PASSAGE:
December 10, 2019

Source: Bigstock

Last week I wrote about how the Tennessee Board of Judicial Conduct, following a review by an investigative panel, declared that I’m not a Holocaust denier. After the column posted, a half-dozen old friends peckered their way out of the woodwork to say howdy. “Gosh, Dave, I missed ya, buddy! Weird how I haven’t been in touch since your ‘outing.’ But for some odd reason I now feel totally comfortable reaching out to you again!”

A Christmas miracle.

How fortunate I am that folks may no longer feel the need to disavow me. Ah, there’s that word: “disavow.” We’ve been hearing that a lot recently, and often in association with the Holocaust. Michelle Malkin caught hell last month for not “disavowing” groyper troll Nick Fuentes. And now other rightists are catching hell for not “disavowing” Malkin. And it all started with Fuentes appearing to advocate Holocaust denial on his podcast (vaguely referencing my work in the process).

I was asked last week by one of my magically reappearing friends if I “disavow” Fuentes (and by extension Malkin), now that I’m a certified non-denier. I told him I don’t “disavow,” period. If I think someone’s wrong, I say they’re wrong. If I think they’re stupid, I say they’re stupid. But “disavowing,” or forcing others to disavow, is childish and pointless. “I disavow you for saying something foul. Oh no, I just said something that you think is foul and now I’m getting disavowed! Well, sir, I disavow you for disavowing me. And anyone who refuses to disavow you will be disavowed by me!”

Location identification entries
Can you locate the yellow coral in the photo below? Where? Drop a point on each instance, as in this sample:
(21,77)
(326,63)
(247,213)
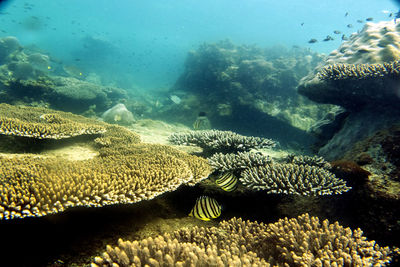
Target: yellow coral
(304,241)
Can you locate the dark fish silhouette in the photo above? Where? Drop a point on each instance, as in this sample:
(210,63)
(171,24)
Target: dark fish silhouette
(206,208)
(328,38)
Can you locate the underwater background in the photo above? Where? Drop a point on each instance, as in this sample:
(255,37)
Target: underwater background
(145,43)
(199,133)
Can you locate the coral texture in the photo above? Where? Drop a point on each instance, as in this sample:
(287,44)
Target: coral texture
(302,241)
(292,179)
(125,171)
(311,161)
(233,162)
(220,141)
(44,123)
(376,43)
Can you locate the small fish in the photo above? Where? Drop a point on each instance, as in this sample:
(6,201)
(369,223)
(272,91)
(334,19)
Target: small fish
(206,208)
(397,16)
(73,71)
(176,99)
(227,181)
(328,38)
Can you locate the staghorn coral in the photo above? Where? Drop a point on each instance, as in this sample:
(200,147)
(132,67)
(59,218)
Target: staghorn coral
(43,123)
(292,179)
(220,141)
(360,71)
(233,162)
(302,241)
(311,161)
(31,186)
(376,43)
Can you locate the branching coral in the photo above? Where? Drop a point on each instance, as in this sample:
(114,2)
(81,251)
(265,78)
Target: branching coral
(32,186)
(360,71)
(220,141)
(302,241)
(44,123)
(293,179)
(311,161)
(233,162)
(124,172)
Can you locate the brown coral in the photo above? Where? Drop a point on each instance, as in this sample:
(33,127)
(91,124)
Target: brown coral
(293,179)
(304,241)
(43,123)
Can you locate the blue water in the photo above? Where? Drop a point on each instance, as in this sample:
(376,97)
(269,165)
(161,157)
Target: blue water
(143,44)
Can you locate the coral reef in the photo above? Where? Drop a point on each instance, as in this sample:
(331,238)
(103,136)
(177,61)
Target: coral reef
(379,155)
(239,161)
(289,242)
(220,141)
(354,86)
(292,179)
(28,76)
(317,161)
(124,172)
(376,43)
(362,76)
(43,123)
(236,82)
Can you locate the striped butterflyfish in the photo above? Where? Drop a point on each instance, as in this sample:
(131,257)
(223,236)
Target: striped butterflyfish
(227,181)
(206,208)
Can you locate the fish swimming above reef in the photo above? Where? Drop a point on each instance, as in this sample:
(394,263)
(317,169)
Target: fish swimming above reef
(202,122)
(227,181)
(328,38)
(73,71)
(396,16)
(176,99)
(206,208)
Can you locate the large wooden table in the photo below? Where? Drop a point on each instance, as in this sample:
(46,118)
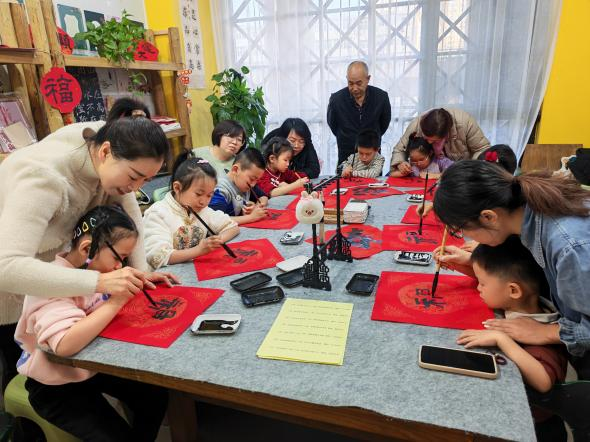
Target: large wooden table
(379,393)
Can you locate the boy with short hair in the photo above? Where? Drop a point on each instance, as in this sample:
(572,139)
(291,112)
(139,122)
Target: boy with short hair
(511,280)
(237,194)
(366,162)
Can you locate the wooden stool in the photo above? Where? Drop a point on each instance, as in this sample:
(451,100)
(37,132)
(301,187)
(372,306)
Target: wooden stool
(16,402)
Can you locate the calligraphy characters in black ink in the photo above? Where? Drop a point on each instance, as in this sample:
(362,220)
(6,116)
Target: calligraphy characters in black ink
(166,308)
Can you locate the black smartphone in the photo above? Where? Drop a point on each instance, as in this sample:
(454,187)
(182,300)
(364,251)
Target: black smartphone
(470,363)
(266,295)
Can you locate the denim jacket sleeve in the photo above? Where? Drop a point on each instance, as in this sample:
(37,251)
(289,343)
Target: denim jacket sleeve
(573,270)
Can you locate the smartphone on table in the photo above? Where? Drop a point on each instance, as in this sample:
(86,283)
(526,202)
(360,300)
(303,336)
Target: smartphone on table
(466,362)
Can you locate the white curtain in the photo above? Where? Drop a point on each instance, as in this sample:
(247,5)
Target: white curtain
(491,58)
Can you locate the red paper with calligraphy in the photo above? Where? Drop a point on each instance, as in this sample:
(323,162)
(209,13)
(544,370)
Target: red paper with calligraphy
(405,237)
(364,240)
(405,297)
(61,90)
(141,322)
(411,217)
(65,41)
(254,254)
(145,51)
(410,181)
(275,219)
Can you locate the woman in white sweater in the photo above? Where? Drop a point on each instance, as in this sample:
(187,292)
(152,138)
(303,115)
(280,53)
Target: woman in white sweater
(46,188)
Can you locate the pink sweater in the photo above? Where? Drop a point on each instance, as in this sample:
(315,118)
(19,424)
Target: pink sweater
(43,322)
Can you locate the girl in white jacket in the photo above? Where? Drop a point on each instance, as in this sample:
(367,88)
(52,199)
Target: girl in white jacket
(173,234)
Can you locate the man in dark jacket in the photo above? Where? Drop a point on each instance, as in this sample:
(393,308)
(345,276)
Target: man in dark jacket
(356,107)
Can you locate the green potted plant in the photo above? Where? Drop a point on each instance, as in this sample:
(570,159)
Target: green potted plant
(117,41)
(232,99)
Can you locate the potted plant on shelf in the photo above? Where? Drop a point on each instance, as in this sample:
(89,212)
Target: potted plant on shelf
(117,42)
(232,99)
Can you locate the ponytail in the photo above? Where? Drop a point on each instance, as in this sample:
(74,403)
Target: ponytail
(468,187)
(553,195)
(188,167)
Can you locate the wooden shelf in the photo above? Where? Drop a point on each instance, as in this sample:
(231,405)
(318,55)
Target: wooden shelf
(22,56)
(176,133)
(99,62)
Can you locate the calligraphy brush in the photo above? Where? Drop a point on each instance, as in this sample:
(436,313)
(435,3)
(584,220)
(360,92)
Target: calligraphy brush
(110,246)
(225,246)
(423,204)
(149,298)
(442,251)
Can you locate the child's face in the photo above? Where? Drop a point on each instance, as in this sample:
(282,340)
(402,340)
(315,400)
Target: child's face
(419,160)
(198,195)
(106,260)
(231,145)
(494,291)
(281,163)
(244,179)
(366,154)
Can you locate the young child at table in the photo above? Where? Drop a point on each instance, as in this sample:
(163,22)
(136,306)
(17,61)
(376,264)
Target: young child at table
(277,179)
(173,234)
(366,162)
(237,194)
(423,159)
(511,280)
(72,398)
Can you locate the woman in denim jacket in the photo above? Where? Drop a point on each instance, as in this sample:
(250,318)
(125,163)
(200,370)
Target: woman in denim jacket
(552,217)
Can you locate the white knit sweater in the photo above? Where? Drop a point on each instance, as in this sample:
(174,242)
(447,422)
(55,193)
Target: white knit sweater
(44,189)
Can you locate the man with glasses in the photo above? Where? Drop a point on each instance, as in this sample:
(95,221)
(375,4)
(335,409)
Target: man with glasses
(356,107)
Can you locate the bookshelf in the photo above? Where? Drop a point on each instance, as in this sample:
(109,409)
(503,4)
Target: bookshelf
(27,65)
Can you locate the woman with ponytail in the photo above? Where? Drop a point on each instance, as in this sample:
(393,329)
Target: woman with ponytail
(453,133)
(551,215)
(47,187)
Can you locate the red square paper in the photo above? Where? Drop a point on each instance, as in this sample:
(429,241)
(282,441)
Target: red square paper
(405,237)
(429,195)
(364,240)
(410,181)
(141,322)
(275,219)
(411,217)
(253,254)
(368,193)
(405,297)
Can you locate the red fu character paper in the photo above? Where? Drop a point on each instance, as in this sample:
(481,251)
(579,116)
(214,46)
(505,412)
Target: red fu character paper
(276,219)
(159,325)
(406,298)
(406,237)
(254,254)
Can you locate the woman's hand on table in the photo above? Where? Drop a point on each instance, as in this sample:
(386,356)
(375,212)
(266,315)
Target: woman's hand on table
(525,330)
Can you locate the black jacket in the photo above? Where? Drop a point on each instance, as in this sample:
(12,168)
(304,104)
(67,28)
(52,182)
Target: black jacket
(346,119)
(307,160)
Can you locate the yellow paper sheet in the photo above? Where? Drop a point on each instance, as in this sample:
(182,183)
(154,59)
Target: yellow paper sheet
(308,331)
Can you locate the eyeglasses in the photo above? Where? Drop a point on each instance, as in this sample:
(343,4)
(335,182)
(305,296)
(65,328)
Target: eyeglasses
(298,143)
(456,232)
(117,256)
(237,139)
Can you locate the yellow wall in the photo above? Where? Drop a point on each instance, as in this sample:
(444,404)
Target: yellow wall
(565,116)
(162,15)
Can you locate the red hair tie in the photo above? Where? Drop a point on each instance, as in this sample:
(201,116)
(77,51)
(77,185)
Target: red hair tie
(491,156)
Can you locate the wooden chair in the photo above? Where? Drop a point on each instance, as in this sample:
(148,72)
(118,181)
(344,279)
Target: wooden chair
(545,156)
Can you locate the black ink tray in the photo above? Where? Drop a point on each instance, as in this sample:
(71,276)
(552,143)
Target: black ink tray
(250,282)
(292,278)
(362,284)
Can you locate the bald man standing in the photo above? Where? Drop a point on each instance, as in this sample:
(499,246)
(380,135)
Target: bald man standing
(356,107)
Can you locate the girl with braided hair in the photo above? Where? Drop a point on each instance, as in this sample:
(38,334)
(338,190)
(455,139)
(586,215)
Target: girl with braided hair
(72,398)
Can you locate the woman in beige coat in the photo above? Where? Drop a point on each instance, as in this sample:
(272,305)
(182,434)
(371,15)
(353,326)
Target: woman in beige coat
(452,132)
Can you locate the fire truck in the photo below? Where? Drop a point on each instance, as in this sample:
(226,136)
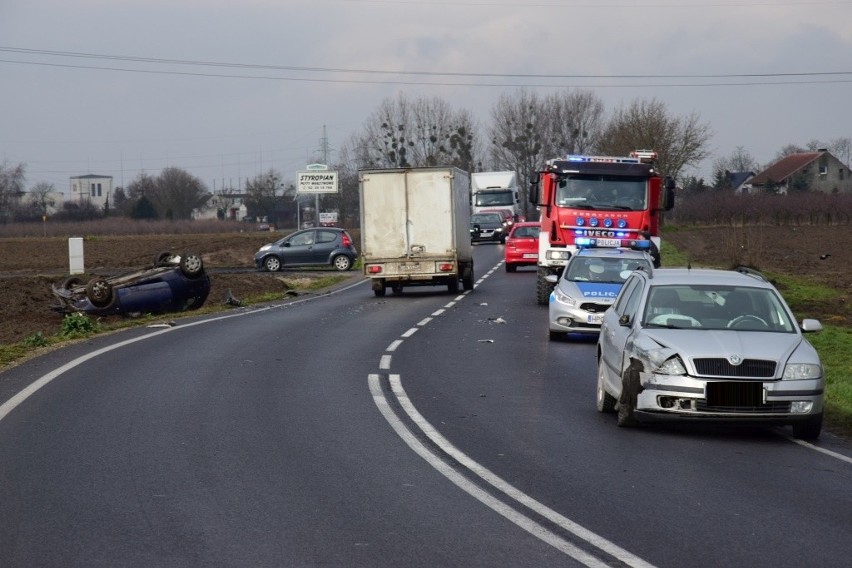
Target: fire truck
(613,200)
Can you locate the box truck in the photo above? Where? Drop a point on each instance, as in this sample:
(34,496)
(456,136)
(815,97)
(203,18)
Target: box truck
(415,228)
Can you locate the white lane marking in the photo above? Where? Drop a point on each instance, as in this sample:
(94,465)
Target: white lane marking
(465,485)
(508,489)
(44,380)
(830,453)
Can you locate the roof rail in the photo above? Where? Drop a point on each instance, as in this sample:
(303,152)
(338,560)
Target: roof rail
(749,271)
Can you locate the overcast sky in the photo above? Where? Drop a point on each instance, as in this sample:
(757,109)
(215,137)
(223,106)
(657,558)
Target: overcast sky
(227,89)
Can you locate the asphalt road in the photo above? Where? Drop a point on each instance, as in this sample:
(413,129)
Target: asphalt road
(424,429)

BRIEF: Carry on the column about disavowing from the point where it stops. The entries are not needed for any of this work.

ANSWER TO THIS TASK:
If you find that type of exercise in head-banging futility entertaining, knock yourself out. But it’s not my cup of tea.

That said, on the Holocaust Nick Fuentes is wrong and stupid. I know kids like him; they reach out to me all the time. They talk about the “Holohoax” and how Holocaust denial is the ultimate “red pill.” Sure, Fuentes’ defenders might claim that his “Holocaust cookies” routine was mere parody, but as the “based Jew” who’s usually cited on the topic, I don’t believe it was parody at all. Fuentes was parroting the standard denial script, and his “ironic” delivery doesn’t change that fact.

There’s this one young fella—I won’t name him, but he’s very well-known on the right—and he looks at me as his ultimate “red piller.” And no matter how many times I tell him to his face that the Holocaust happened, that it’s not a hoax, and that I never said it was a hoax, he doesn’t believe me. “Right, it ‘happened’!” he winks, as though my denials of denial are part of some coy little game I’m playing. I can explain the historical facts to the guy till my face turns blue, but it doesn’t matter. He’s not interested in the facts. For him, and for an entire subspecies of far-right millennials, Holocaust denial has become a gimmick, a way to make the stuffy elders tear their hair out in rage.

It’s the ultimate way to say “Look what a naughty boy I am,” as evidenced by the smirk on Fuentes’ face as he performed his Holocaust “parody,” a smirk every bit as irritating as the one sported by Adam Schiff when he denied knowing the identity of the whistle-blower.

Seriously, does anyone ever find that “smirk” thing charming?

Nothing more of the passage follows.